**DATA SECTION**
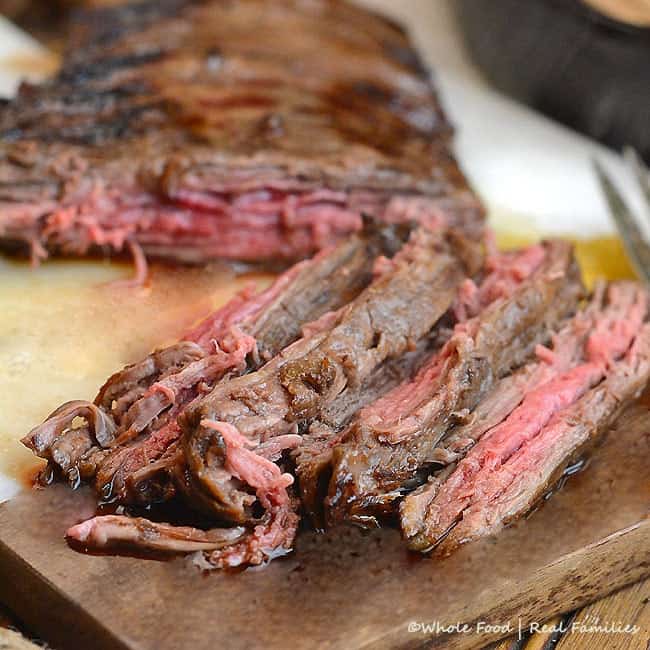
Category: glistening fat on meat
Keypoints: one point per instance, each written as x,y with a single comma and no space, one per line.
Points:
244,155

...

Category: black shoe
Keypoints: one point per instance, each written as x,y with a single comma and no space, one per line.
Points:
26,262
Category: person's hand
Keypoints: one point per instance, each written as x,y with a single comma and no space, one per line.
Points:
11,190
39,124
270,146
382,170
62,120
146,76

--

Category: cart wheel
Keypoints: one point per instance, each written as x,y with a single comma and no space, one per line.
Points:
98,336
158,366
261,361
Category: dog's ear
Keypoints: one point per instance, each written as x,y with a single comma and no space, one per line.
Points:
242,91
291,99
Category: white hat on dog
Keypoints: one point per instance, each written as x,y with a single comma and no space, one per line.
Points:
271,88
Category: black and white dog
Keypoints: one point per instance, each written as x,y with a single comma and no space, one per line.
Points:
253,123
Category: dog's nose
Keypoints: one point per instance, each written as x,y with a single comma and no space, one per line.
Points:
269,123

**TASK OBJECTIVE**
Find every line in the records above that contains the word "white", and copy each of those lines.

**EXERCISE SOLUTION**
Category: white hat on dog
Category: black and white dog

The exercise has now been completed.